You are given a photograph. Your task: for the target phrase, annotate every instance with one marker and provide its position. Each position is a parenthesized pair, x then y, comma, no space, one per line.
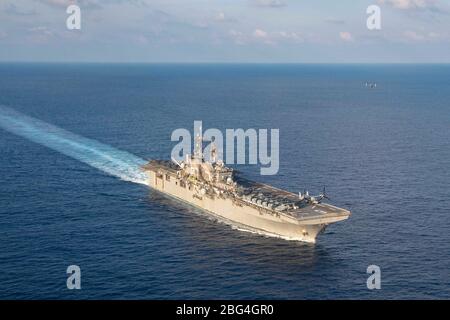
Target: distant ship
(217,189)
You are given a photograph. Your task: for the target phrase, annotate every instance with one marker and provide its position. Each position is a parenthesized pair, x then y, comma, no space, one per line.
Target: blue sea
(69,194)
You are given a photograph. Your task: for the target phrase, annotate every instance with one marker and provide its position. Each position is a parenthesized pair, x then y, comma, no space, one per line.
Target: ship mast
(198,147)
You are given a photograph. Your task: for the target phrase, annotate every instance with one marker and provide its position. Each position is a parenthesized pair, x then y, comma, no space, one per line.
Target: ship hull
(243,214)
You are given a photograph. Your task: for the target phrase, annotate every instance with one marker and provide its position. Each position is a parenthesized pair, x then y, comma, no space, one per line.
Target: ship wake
(112,161)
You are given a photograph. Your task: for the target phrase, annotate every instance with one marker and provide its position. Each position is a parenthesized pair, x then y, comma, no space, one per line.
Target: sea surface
(72,135)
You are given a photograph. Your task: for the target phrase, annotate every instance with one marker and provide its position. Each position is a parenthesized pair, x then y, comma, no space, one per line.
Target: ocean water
(71,137)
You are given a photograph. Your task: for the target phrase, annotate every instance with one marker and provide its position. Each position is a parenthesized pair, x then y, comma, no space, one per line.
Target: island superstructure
(217,189)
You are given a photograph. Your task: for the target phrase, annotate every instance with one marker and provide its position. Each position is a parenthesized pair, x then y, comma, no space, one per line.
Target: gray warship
(219,190)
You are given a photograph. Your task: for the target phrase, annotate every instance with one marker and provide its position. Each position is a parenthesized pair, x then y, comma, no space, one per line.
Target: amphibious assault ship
(217,189)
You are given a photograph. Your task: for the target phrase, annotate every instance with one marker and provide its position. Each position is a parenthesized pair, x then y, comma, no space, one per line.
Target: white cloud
(258,33)
(220,16)
(346,36)
(269,3)
(428,5)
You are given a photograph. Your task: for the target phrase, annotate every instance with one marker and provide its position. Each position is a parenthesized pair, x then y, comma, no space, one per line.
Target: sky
(226,31)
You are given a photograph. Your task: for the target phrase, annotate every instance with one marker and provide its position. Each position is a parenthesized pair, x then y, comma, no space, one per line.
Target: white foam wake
(121,164)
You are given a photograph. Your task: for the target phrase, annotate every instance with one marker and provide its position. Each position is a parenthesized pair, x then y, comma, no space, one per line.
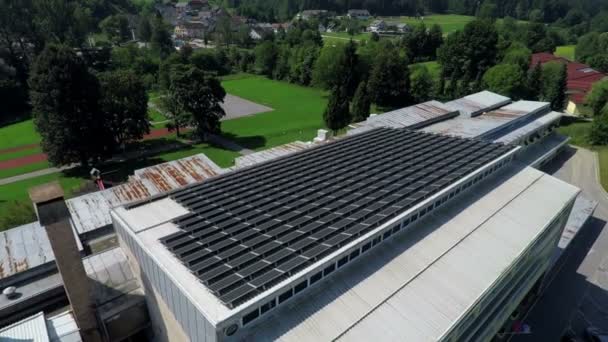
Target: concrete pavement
(570,302)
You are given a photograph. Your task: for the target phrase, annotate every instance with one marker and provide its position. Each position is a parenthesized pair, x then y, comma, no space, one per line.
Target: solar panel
(252,228)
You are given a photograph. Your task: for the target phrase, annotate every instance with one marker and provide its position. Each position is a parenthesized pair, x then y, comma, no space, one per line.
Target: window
(301,286)
(285,296)
(266,307)
(316,277)
(396,228)
(342,261)
(386,235)
(376,240)
(251,316)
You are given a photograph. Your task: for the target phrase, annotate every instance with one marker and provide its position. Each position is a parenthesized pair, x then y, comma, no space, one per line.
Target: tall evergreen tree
(389,80)
(534,84)
(65,98)
(361,103)
(337,114)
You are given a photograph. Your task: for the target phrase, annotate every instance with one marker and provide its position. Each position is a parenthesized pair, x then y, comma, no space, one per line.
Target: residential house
(278,26)
(403,28)
(358,14)
(581,78)
(377,26)
(198,5)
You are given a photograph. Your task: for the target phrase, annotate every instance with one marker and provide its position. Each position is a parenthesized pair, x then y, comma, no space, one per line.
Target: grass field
(433,67)
(297,113)
(566,51)
(448,22)
(578,131)
(22,133)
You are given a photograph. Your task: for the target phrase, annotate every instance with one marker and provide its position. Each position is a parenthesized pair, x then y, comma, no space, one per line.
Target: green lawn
(578,131)
(433,67)
(297,113)
(19,154)
(448,22)
(566,51)
(22,133)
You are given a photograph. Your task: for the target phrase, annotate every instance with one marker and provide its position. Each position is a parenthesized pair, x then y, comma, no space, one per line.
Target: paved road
(569,302)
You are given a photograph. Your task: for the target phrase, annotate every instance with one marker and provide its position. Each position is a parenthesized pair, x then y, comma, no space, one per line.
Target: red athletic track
(40,157)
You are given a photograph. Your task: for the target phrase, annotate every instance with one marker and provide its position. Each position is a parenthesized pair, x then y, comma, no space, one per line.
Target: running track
(41,157)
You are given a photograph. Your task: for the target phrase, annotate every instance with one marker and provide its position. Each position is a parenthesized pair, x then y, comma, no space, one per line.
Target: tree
(389,80)
(198,94)
(421,84)
(554,79)
(144,29)
(65,104)
(506,79)
(124,106)
(598,135)
(599,62)
(161,38)
(116,28)
(598,97)
(266,58)
(471,52)
(337,114)
(361,103)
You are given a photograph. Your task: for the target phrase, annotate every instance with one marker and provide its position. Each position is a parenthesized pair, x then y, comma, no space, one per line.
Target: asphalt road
(577,296)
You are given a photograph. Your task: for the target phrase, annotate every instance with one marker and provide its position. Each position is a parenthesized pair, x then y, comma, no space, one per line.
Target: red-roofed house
(581,78)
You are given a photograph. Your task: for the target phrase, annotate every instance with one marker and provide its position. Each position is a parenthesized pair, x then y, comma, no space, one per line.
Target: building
(360,14)
(422,224)
(581,78)
(377,26)
(310,14)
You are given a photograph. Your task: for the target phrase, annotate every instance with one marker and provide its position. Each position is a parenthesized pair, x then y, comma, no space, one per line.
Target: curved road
(575,298)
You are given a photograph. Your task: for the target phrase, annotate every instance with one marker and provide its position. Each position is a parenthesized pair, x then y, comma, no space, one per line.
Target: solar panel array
(250,229)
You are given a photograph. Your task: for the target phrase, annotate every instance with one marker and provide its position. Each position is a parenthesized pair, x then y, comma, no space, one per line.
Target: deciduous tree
(65,99)
(124,106)
(199,95)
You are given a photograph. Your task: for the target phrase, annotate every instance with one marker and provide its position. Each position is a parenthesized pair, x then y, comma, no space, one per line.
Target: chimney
(53,214)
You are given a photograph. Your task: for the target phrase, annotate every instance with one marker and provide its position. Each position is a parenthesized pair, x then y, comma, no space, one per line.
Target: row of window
(289,293)
(540,247)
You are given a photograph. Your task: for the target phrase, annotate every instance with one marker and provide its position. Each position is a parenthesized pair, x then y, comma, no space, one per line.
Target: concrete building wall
(482,322)
(173,316)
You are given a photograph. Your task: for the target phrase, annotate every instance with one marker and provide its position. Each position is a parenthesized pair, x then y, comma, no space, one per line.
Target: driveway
(575,298)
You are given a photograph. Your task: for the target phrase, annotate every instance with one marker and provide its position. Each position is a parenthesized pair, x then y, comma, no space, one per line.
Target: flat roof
(529,128)
(271,153)
(416,116)
(92,211)
(32,328)
(420,285)
(26,248)
(245,231)
(490,122)
(478,103)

━━━━━━

**ASSIGNMENT**
What this calls for is a word-for-word copy of the listing above, pictures excluded.

**ANSWER TO THIS EXERCISE**
You are given a photograph. Your task: for the target phrase, annotate every instance with one marker and provide its position. Each position is a parenthesized pair, x then y, comma, no space, one per line.
Target: distant ship
(217,189)
You are given a photograph. Your task: for the target phrase, annotate every instance with one marker and provide its position. Each position is a parenthesized pair, x then y, comma, no space, one per line.
Target: blue sea
(69,194)
You are given a photograph. Your task: for the target phrase, annotate every instance with one marker and provide its position. Each position is a parenthesized pair, x then y, comma, no space, one per line.
Target: ship mast
(198,147)
You are given a photograph. Your task: for the target phrase, annotate every instance with one marker and provide its position. Each position is a parenthesized pair, x then y, comma, no space, one per line.
Target: ship hull
(243,214)
You are given a photograph. Your task: for the target phrase, annotate every instance with one marker and provide its position. Each position is a parenthesized pair, x then y, comma, no space, one per line.
Target: ship wake
(112,161)
You are given a photograph. Your task: for the target phrase, annotate every instance with one marker and provide its position. Each position is a parenthesized pair, x then y, comma, no space, one per line.
Target: sea surface
(72,135)
You are given a photograph. Your task: for the target phrase, annotate every instance with one marker and provide its position. Each position is a parenthesized pair, x then y, comma, no space, one per line.
Target: ocean water
(71,137)
You are given a photograph. Your task: for the target phrase, annotate every instance with one marker and provide its position. Each position is a parenthesized pair, x then y, comma, no space, one per line.
Target: island superstructure
(217,189)
You are given a photograph. Your task: for the target phrase, annotate every instance with one marker and provide its position. Each position is a parenthesized pair, x then y, comma, no space, one per line.
Target: gray warship
(219,190)
You are given a photograph. Your task: for the target phrase, annotate every instance with one marker and provide its position. Each position is a parenthesized pair, x then y, comma, no space, one per line.
Target: amphibious assault ship
(217,189)
You are given a photograph. Your task: for the target phrase, annotate every instance with one marker and provide its position. Each position is a parenthesized pair, x then y, comma, no space, one per line.
Target: white cloud
(258,33)
(220,16)
(346,36)
(269,3)
(428,5)
You are given a photograph. Your task: for the target phrase, annotate every instance with one marker and provide its position. Each position is a parenthesized pair, x then y, comma, no space, one per line.
Target: sky
(226,31)
You are given a photograph. Your task: for the target phrase, annotate every instance with one marker and provide its position. Each position is a parenthesized pair, x then y, comma, no space, one per line.
Target: white foam wake
(121,164)
You are given a photograph. Your task: for the target phrase, annotate every instance with one marker and provide its position. Each position is a parenthesized pair, x then y, comma, no space, one per line.
Target: concrete pavement
(570,302)
You are given a photograph. Your task: for the target phrase, annotate every instance with one marker and provide its position. Each position is a parenthesized pair, x then y, comma, no space, one per line.
Target: solar panel
(252,228)
You are given a photograph. Your task: for the target phrase, annotate every instance with one marker and provide its position. Each position is a parenthesized pair, x then y, comma, no space, one per line.
Target: window
(301,286)
(285,296)
(266,307)
(316,277)
(396,228)
(342,261)
(386,235)
(376,240)
(251,316)
You are given a photograph. Your task: for the target phrase, annotate every instance with one marker and provide its position. Each position is a parenthesized pair, x then y, comma, no space, one per line.
Target: tall evergreen tree
(389,80)
(534,84)
(65,98)
(361,103)
(337,114)
You are given a photograph. Your task: for the target phrase, annotate every instance with one marker and provide its position. Each position is a parenthesized pair, x then y, comma, no space, one per line.
Target: residential house
(278,26)
(403,28)
(358,14)
(581,78)
(377,26)
(198,5)
You are given a photograph. Your task: for the target phrase, annotate every instance with one marker and provide its position. Each position is a parenthesized pair, x then y, comma, no space, one per line.
Target: grass field
(433,67)
(297,113)
(566,51)
(448,22)
(578,131)
(22,133)
You are given a photograph. Your task: for the target phrase, annotate every instance with one marker and provide its position. Each position is a parenthesized pair, x then y, comma, no space, one per line.
Target: green lawn
(578,131)
(433,67)
(297,113)
(19,154)
(448,22)
(566,51)
(22,133)
You are given a photograph. Your task: for the target phrase, annotate every instance with one marker and provide its position. Each position is a parenthesized pair, x then y, comma, no space, one per line.
Target: paved road
(569,302)
You are given a photograph. Your task: for the target phrase, annotate every instance with one marker and provide its position. Each position is a parenthesized pair, x then y, comma, no space, one per line.
Target: red athletic track
(40,157)
You are given a photograph. Your task: for the target phrase, annotate every instance with one marker and provide its position. Each position is a parenthesized pair, x then y, comma, no space, one per line.
Target: running track
(41,157)
You are given a photograph. Your task: for the target phrase, annotate every instance with one marker and provide its position. Each position is a parenthesized pair, x then y, comma, no space, one per line.
Target: tree
(389,80)
(198,94)
(421,84)
(554,79)
(144,29)
(65,104)
(506,79)
(124,106)
(598,135)
(599,62)
(161,38)
(116,28)
(598,97)
(266,58)
(471,52)
(337,114)
(361,103)
You are given a photograph. Your task: for the target phrase, annotate every instance with one marker and provide its position. Each position is a parenthesized pair, x then y, comma, no space, one per line.
Target: asphalt road
(577,296)
You are given a photograph. Your task: for the target phrase, annotate every instance with one marker and provide its position. Each position is a parenthesized pair, x then y, comma, no space, one per line.
Target: red-roofed house
(581,78)
You are given a photograph. Your task: for the target phrase, annotate every instance with one marker and provide its position. Each position is a parenthesized pair, x then y, comma, no space, one per line.
Target: building
(360,14)
(422,224)
(581,78)
(377,26)
(310,14)
You are given a photograph. Your task: for the target phrase, annotate every instance with one marker and provide its position. Each position is a parenthesized pair, x then y, comma, no space, one per line.
Target: curved road
(575,298)
You are given a photograph. Your task: for the target phrase, annotate every instance with one marker and provide its position. Each position is a parenthesized pair, x then y, comma, no space, one per line.
Target: solar panel array
(250,229)
You are given a photograph. Your task: for the target phrase, annotate every instance with one marker and provide its position. Each position is a parenthesized pair, x then y, comma, no space, one per line.
Target: deciduous tree
(65,99)
(124,106)
(199,95)
You are given a photograph. Your task: for the target phrase, annotate every instance with one marker and provide its position. Each position is a parenthesized pair, x then y, comma, no space, one per line.
Target: chimney
(53,214)
You are given a photograph. Your task: for the target phrase, annotate every instance with one marker and provide its position. Each position is a parenthesized pair, x then y, comma, no space, one per line.
Target: row of window
(289,293)
(540,247)
You are given a photograph. Your task: for the target phrase, annotate every instance with one marker and provide its position. Each position is a parenthesized pair, x then y, comma, no space, one per line.
Target: concrete building wall
(482,322)
(173,316)
You are given a photograph. Your task: for the target phrase, annotate every instance with one marker and provide its position. Each position is a parenthesized pair, x then y, comma, no space, one per line.
Target: driveway
(575,298)
You are given a photograph. Your task: for the target phrase, annotate every instance with one marker and provide its position. Each position is a parenthesized pair, x then y, comma, no space, one per line.
Target: flat roof
(529,128)
(271,153)
(416,116)
(92,211)
(32,328)
(420,285)
(26,248)
(245,231)
(490,122)
(478,103)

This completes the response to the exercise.